_TASK BRIEF_: Reproduce the closing part of the entries exactly: the line with "Phrase: reddish brown earth" and all lines after it, ending with the last line, and nothing else.

□ □ □ □

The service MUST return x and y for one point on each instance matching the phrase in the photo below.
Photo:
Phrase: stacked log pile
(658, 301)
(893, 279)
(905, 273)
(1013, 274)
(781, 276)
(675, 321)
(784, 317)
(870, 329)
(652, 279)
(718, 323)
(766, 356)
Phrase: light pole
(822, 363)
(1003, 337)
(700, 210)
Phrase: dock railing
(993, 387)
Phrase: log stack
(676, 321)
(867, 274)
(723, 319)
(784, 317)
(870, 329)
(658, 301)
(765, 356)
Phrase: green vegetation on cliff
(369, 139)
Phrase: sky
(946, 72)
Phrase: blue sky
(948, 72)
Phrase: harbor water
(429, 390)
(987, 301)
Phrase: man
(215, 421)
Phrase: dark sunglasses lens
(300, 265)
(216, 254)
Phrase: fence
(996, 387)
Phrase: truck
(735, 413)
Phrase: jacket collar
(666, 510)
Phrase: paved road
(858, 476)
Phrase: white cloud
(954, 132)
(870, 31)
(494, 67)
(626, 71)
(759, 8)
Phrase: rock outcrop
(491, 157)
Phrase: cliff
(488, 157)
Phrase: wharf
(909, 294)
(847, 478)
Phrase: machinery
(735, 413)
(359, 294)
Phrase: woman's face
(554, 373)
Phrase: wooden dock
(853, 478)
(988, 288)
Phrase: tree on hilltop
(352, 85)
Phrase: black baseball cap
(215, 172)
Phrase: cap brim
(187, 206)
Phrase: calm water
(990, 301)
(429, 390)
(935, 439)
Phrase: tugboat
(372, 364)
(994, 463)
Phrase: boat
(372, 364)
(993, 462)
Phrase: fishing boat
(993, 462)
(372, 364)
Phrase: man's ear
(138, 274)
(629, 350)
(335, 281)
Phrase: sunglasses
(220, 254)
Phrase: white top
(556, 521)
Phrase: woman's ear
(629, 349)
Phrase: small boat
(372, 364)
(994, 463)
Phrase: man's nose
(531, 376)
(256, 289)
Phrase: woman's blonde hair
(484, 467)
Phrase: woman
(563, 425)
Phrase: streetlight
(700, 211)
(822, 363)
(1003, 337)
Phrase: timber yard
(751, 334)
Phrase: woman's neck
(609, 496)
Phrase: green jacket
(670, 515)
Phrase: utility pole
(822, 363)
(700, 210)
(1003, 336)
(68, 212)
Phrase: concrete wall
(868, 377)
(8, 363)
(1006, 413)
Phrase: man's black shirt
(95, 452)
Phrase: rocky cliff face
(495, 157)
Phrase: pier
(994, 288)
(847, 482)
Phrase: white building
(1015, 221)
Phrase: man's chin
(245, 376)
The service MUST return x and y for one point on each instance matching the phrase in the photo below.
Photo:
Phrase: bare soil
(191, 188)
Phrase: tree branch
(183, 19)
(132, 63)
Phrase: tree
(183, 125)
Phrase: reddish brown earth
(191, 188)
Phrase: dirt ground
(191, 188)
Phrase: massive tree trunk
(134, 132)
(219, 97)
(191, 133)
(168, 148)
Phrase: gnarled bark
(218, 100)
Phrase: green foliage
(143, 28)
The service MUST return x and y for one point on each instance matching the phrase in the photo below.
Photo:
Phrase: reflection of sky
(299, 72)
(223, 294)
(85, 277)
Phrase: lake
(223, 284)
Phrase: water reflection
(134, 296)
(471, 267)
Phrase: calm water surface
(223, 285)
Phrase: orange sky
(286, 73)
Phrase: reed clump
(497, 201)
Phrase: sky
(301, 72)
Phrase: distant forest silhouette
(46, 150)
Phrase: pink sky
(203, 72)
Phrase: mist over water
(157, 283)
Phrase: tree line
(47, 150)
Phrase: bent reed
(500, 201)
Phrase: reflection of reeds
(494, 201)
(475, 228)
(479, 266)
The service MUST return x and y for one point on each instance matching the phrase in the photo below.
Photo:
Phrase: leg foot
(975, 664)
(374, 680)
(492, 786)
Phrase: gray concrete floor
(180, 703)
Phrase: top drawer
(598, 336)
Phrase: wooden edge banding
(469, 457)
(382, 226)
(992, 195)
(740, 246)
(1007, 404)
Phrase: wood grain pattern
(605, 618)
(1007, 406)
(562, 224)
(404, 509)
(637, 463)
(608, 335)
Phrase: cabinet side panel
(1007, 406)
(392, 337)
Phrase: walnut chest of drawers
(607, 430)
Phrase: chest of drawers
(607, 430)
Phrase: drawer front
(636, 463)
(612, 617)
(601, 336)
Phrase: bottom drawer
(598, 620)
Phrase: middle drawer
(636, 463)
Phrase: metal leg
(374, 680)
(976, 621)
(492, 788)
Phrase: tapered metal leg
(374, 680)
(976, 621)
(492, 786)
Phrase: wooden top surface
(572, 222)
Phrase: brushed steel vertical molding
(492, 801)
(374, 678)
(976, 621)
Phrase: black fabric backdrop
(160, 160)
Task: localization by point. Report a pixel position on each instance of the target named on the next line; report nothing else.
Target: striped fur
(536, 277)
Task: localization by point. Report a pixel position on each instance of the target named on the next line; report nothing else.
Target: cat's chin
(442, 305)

□ □ □ □

_RESULT_:
Phrase: reddish brown earth
(191, 188)
Phrase: dirt ground
(191, 188)
Phrase: massive tree trunk
(134, 132)
(219, 97)
(191, 133)
(168, 148)
Phrase: gnarled bark
(218, 100)
Phrase: green foliage
(143, 28)
The service MUST return x and y for one point on each instance matching the phrase in the photo below.
Photo:
Phrase: reflection of sky
(299, 72)
(223, 294)
(85, 277)
Phrase: lake
(223, 284)
Phrase: water reflection
(134, 296)
(471, 267)
Phrase: calm water surface
(223, 285)
Phrase: orange sky
(286, 73)
Phrase: reed clump
(497, 201)
Phrase: sky
(301, 72)
Phrase: distant forest silhouette
(46, 150)
Phrase: pink sky
(203, 72)
Phrase: mist over water
(157, 283)
Phrase: tree line
(47, 150)
Phrase: bent reed
(500, 201)
Phrase: reflection of reeds
(494, 201)
(475, 228)
(479, 266)
The service MUST return x and y for one point on each instance matching the phrase in the photo below.
Photo:
Phrase: leg foot
(975, 664)
(374, 680)
(492, 786)
Phrase: gray concrete floor
(180, 703)
Phrase: top drawer
(598, 336)
Phrase: wooden edge banding
(469, 457)
(382, 226)
(992, 195)
(740, 246)
(1007, 404)
Phrase: wood grain pattern
(605, 618)
(1007, 406)
(562, 224)
(404, 509)
(637, 463)
(608, 335)
Phrase: cabinet side panel
(1007, 406)
(392, 337)
Phrase: walnut chest of drawers
(607, 430)
Phrase: chest of drawers
(607, 430)
Phrase: drawer front
(636, 463)
(612, 617)
(601, 336)
Phrase: bottom drawer
(598, 620)
Phrase: middle drawer
(636, 463)
Phrase: metal leg
(374, 680)
(976, 621)
(492, 788)
Phrase: tapered metal leg
(374, 680)
(976, 621)
(492, 786)
Phrase: wooden top surface
(572, 222)
Phrase: brushed steel vertical molding
(492, 801)
(374, 678)
(976, 621)
Phrase: black fabric backdrop
(160, 160)
Task: localization by point. Report a pixel position on each instance of the target named on the next line; report nothing else.
Target: striped fur
(536, 277)
Task: localization by point. Report a pixel position on each instance of the target named on the next line; report nothing else.
Target: cat's chin
(442, 305)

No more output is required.